Exercise instructions: Arrange every line of the records below as a JSON list of strings, one string per line, omitting blank lines. Leave the pictures out of your answer.

[START OF Data listing]

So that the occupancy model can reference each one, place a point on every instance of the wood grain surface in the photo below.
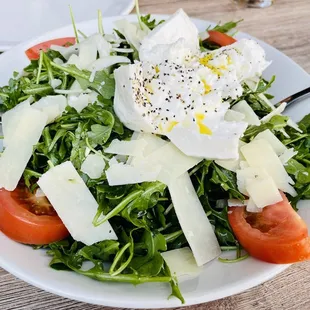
(286, 26)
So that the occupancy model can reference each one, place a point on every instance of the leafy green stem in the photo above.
(40, 66)
(118, 257)
(129, 198)
(235, 260)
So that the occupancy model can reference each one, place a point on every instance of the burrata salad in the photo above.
(147, 151)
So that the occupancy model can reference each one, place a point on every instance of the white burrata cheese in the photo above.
(185, 98)
(174, 39)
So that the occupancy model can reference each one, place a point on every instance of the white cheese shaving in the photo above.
(232, 164)
(171, 160)
(11, 118)
(193, 220)
(15, 157)
(276, 111)
(249, 115)
(233, 116)
(263, 191)
(287, 155)
(53, 106)
(93, 166)
(79, 102)
(275, 143)
(259, 153)
(74, 204)
(181, 262)
(251, 207)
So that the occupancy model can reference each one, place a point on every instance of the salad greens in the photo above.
(142, 215)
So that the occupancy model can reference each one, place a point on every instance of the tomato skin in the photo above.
(219, 38)
(23, 226)
(33, 53)
(276, 235)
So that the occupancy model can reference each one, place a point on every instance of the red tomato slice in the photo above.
(28, 219)
(219, 38)
(276, 235)
(33, 53)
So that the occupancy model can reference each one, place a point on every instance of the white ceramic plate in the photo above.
(217, 279)
(21, 20)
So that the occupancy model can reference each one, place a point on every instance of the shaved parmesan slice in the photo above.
(74, 204)
(287, 155)
(249, 115)
(107, 61)
(259, 153)
(132, 148)
(66, 52)
(14, 159)
(275, 143)
(274, 112)
(292, 124)
(193, 220)
(55, 83)
(204, 35)
(78, 102)
(10, 119)
(123, 50)
(171, 160)
(113, 161)
(122, 174)
(181, 262)
(236, 203)
(93, 166)
(232, 164)
(267, 101)
(249, 173)
(251, 207)
(243, 164)
(234, 116)
(132, 32)
(53, 106)
(263, 191)
(252, 83)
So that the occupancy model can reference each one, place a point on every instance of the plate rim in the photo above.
(238, 288)
(5, 46)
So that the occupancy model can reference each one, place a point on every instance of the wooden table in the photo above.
(286, 26)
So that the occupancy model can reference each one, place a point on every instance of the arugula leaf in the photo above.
(227, 26)
(276, 123)
(227, 180)
(149, 22)
(102, 83)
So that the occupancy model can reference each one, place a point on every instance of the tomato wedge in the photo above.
(276, 235)
(219, 38)
(29, 219)
(33, 53)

[END OF Data listing]

Solution to this problem:
[
  "So that the occupancy model can reference each one, place a point on every instance of the wood grain surface in the photo below.",
  "(286, 26)",
  "So that the occupancy model can reference each one, place a point on every instance of the leafy green stem in the photo above.",
  "(40, 66)",
  "(118, 257)",
  "(129, 198)",
  "(235, 260)",
  "So that the occupancy model can reference each one, place a point on every instance of the burrata salad in the photo above.",
  "(147, 151)",
  "So that the occupancy model can reference each one, place a point on every instance of the white burrata cheese in the photo above.",
  "(185, 98)",
  "(174, 39)",
  "So that the occupancy model can reference each one, place a point on every instance of the white cheese shaving in the photo above.",
  "(232, 164)",
  "(171, 160)",
  "(11, 118)",
  "(193, 220)",
  "(15, 157)",
  "(276, 111)",
  "(249, 115)",
  "(233, 116)",
  "(263, 191)",
  "(287, 155)",
  "(53, 106)",
  "(93, 166)",
  "(79, 102)",
  "(275, 143)",
  "(259, 153)",
  "(74, 204)",
  "(181, 262)",
  "(251, 207)",
  "So that the occupancy model can reference each one, place a point on every instance of the salad greens in the photo above.",
  "(142, 215)",
  "So that the occupancy model can reference each one, place a point on every instance of the tomato skin in the photo above.",
  "(219, 38)",
  "(23, 226)",
  "(33, 53)",
  "(276, 235)",
  "So that the occupancy model can reference each one, place a point on every instance of the red tomato slice in the photo above.",
  "(28, 219)",
  "(219, 38)",
  "(276, 235)",
  "(33, 53)",
  "So that the occupancy model can reference each one, place a point on every instance of the white ceramic plate in the photo above.",
  "(217, 279)",
  "(21, 20)",
  "So that the occupancy model can reference each one, place a point on every instance of the shaved parmesan slice in the photo above.",
  "(74, 204)",
  "(287, 155)",
  "(249, 115)",
  "(107, 61)",
  "(259, 153)",
  "(132, 148)",
  "(66, 52)",
  "(14, 159)",
  "(275, 143)",
  "(274, 112)",
  "(292, 124)",
  "(193, 220)",
  "(55, 83)",
  "(204, 35)",
  "(78, 102)",
  "(10, 119)",
  "(123, 50)",
  "(171, 160)",
  "(113, 161)",
  "(122, 174)",
  "(181, 262)",
  "(236, 203)",
  "(93, 166)",
  "(232, 164)",
  "(267, 101)",
  "(249, 173)",
  "(251, 207)",
  "(243, 164)",
  "(234, 116)",
  "(132, 32)",
  "(53, 106)",
  "(263, 191)",
  "(252, 83)",
  "So that the occupancy model can reference each one, place a point on every instance of the plate rim in the photo above.",
  "(238, 288)",
  "(5, 46)",
  "So that the occupancy model can reference each one, place a point on every instance of the wooden table in the photo above.",
  "(286, 26)",
  "So that the occupancy model can reference each one, place a point on every instance of the arugula leaf in the photo above.",
  "(227, 26)",
  "(276, 123)",
  "(227, 180)",
  "(149, 22)",
  "(102, 83)",
  "So that the occupancy model can reference each one, place a point on every instance of the tomato wedge in the photo above.",
  "(276, 235)",
  "(219, 38)",
  "(29, 219)",
  "(33, 53)"
]